Description of the task: So that nothing is lost, restate each entry exactly as supplied.

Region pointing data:
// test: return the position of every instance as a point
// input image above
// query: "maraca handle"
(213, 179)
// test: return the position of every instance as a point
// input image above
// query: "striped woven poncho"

Task answer:
// test: return the position of every instance as a point
// input image above
// query: "maraca handle"
(213, 179)
// test: return the position of every instance as a point
// input image above
// query: "striped woven poncho"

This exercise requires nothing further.